- Exercise aim:
From the line with "TARGET = dark green foliage" to the last line of the material, both inclusive, transcribe every line exactly and nothing else.

*** Block opens ***

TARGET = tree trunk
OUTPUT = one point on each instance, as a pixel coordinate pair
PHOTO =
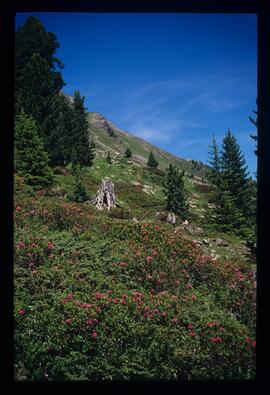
(105, 196)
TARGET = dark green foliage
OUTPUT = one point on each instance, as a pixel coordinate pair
(174, 189)
(36, 80)
(58, 129)
(110, 130)
(234, 171)
(82, 150)
(214, 162)
(255, 122)
(231, 206)
(79, 194)
(109, 159)
(128, 153)
(152, 162)
(31, 160)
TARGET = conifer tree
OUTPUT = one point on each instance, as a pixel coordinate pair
(214, 162)
(109, 159)
(36, 77)
(152, 162)
(31, 160)
(128, 153)
(174, 189)
(234, 171)
(255, 122)
(82, 149)
(230, 203)
(58, 127)
(80, 193)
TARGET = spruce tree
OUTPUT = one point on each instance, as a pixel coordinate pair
(174, 189)
(36, 77)
(80, 193)
(254, 122)
(109, 159)
(31, 160)
(82, 149)
(214, 162)
(230, 204)
(152, 162)
(58, 127)
(128, 153)
(234, 171)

*** Block closes ***

- Expected answer:
TARGET = dark green foliage
OUTPUT = one point on each instance, as a pixel coordinate pair
(174, 189)
(36, 80)
(58, 129)
(110, 130)
(234, 171)
(82, 150)
(214, 162)
(255, 122)
(231, 206)
(79, 194)
(109, 159)
(128, 153)
(152, 162)
(31, 160)
TARGET = conifer tree
OUTPUT = one point on each instance, as a pixel coordinate pair
(214, 162)
(109, 159)
(36, 77)
(152, 162)
(31, 160)
(128, 153)
(174, 189)
(234, 171)
(255, 122)
(82, 149)
(230, 203)
(58, 127)
(80, 193)
TARGET = spruce tree
OUTPUT = one point on each instance, as a pixel coordinate pair
(174, 189)
(36, 77)
(80, 193)
(254, 122)
(109, 159)
(31, 160)
(82, 149)
(214, 162)
(230, 204)
(152, 162)
(58, 127)
(128, 153)
(234, 171)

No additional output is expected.